How to complete this task:
The complete set of records should be given again verbatim.

Entries shown:
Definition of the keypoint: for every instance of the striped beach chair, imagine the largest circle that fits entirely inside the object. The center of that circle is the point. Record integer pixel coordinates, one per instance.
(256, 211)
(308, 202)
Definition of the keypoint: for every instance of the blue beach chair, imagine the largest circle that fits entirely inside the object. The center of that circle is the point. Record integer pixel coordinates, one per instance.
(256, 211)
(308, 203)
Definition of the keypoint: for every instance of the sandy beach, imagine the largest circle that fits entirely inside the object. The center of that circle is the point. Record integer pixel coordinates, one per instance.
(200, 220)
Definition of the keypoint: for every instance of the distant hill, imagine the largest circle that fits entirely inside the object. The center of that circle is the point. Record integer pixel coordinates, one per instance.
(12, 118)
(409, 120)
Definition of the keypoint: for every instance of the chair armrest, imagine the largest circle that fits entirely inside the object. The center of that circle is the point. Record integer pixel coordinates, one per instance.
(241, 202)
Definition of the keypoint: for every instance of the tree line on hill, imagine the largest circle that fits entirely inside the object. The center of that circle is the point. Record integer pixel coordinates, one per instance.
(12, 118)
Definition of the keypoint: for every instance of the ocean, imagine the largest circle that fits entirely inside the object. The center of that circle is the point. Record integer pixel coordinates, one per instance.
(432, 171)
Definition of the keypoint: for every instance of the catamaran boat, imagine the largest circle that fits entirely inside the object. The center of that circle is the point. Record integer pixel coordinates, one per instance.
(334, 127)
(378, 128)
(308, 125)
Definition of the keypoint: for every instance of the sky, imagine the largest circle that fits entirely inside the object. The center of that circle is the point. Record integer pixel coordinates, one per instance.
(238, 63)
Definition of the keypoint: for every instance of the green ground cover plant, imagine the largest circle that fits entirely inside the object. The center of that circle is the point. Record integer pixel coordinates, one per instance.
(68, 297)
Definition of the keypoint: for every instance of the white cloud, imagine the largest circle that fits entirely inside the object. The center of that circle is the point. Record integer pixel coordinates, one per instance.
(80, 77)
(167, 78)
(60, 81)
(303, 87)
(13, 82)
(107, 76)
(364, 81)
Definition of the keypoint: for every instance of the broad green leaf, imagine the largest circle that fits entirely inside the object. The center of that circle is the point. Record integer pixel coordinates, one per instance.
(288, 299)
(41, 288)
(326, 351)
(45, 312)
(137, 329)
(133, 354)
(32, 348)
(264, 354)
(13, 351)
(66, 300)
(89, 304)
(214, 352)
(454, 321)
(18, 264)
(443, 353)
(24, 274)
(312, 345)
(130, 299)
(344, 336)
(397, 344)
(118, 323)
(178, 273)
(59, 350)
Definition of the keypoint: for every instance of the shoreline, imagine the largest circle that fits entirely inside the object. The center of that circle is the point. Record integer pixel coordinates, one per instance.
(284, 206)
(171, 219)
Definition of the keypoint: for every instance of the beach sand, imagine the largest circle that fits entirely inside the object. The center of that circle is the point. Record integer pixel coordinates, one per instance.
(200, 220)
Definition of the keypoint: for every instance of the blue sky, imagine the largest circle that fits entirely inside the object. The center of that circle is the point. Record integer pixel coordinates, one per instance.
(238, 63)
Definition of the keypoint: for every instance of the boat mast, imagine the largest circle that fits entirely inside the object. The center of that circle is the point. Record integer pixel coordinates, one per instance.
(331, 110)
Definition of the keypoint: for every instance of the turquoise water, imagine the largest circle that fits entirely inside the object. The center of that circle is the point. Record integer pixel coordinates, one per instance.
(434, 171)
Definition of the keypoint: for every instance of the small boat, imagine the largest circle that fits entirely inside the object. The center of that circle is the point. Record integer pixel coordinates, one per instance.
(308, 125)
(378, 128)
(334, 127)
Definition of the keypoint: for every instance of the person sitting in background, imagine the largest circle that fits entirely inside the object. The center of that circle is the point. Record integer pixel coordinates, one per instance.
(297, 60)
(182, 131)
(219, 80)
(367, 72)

Output for this exercise:
Definition of the keypoint: for every instance of the striped beach chair, imagine the largest circle that fits entirely inside the object. The center of that circle is the point. Record integer pixel coordinates, one per instance.
(256, 211)
(308, 202)
Definition of the keypoint: for every instance of the blue beach chair, imagine the largest circle that fits entirely inside the object. The center of that circle is the point. Record integer pixel coordinates, one per instance.
(256, 211)
(308, 203)
Definition of the keypoint: for every instance of the sandy beach, imagine the largest circle that fits entirely inside the object. The center of that circle is the point. Record integer pixel coordinates, one per instance.
(200, 220)
Definition of the keypoint: for every instance of the distant hill, imagine the largest circle that fits entirely inside the object. The center of that circle is the point. Record integer pixel coordinates, one per instance.
(12, 118)
(409, 120)
Definition of the keypoint: for every instance of the chair armrest, imagine the largest circle that fits entirely inside the object. The center of that circle is the point. Record integer pixel coordinates, one per instance.
(241, 202)
Definition of the keypoint: for every instance of the tree line on hill, imagine the largest circle that fits entirely inside the object. The center of that circle is the point. Record integer pixel coordinates, one per instance.
(12, 118)
Definition of the keypoint: for every instance of the ocean, imagine the largest circle that fits entirely inside the object. The center of that circle is the point. Record integer pixel coordinates, one per instance.
(432, 171)
Definition of the keypoint: for every instance of the catamaran boat, imagine the largest circle that fits entirely inside the object. The center of that circle is the point. Record integer pixel coordinates, one per instance.
(334, 127)
(378, 128)
(308, 125)
Definition of the keypoint: for every instance of the sky, imagine the largest circle that fits entirely inside the object. The center of that circle is the point. Record integer pixel coordinates, one per instance.
(238, 63)
Definition of the keypoint: for every instance of the green ground cover plant, imagine the largest circle that fits entirely inside the object. The center of that circle is the point. Record integer pixel coordinates, one per instance.
(68, 297)
Definition of the keypoint: for every instance of the white cloud, imagine the largest circle that fits entirely inside the object. The center of that circle is the point. Record integer pixel coordinates, one per instance.
(80, 77)
(167, 78)
(60, 81)
(303, 87)
(13, 82)
(107, 76)
(364, 81)
Definition of the keypoint: for every instance of the broad green leaf, imagine the largest circle that fits entirely inside the object. The center of that circle is the point. Record integer pixel coordinates, one per instance.
(288, 299)
(41, 288)
(326, 351)
(45, 312)
(137, 329)
(133, 354)
(32, 348)
(264, 354)
(13, 351)
(66, 300)
(89, 304)
(214, 352)
(454, 321)
(18, 264)
(443, 353)
(24, 274)
(312, 345)
(130, 299)
(344, 336)
(397, 344)
(118, 323)
(178, 273)
(59, 350)
Definition of the keypoint: for every instance of the shoreline, imagine the largest circle that fits entirely inside the object. The center of that circle is the point. Record integer pixel coordinates, one per instance.
(284, 206)
(171, 219)
Definition of the keypoint: for every instance of the beach sand, imagine the largest circle that fits entirely inside the object. The center of that circle is the point. Record integer pixel coordinates, one per instance.
(200, 220)
Definition of the keypoint: for every instance of the blue sky, imagine the largest circle that fits entirely inside the object. The center of that circle is the point. Record integer pixel coordinates, one per instance.
(238, 63)
Definition of the keypoint: for every instance of the boat mast, imagine the largest circle that fits entirely inside the object. The center of that circle is the point. Record integer pixel coordinates, one per instance.
(331, 110)
Definition of the keypoint: for every instance of the turquoise water, imagine the largest circle that fits entirely inside the object. The center of that circle is the point. Record integer pixel coordinates, one per instance.
(434, 171)
Definition of the keypoint: for every instance of the small boat, imagine the largest circle that fits entirely inside the object. The center of that circle is the point. Record integer pixel coordinates, one per instance.
(308, 125)
(378, 128)
(334, 127)
Definition of the keypoint: for every instance of the person sitting in background, imagine the largest circle that fits entirely inside the object. The center of that circle is the point. Record integer pixel coordinates, one per instance.
(297, 60)
(182, 131)
(219, 80)
(367, 72)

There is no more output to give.